__ASSIGNED TASK__. Nothing but the lines from the one containing "Target: cellar corridor" through the end of the entries below should be set down, each exactly as written.

[Items from a data source]
****
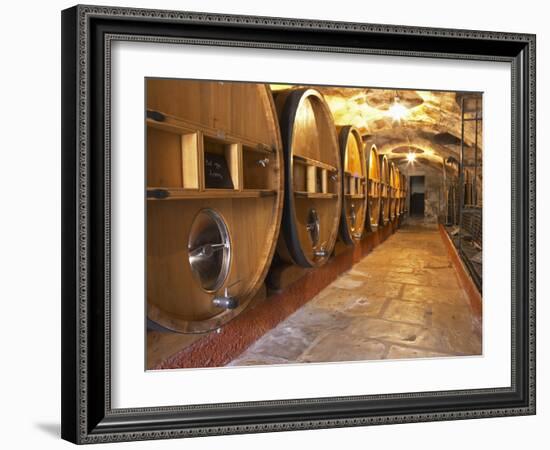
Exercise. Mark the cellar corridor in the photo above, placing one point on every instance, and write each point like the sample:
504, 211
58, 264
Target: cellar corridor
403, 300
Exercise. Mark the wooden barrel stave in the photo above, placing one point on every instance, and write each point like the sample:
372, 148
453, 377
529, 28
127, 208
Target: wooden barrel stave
****
__EXERCISE RESULT__.
Target: cellar corridor
403, 300
Exercise. Mark the wooden barrel stave in the photo above, placing one point on every instance, and write each point like the sample:
372, 148
453, 377
529, 28
127, 208
Target: wooden barrel stave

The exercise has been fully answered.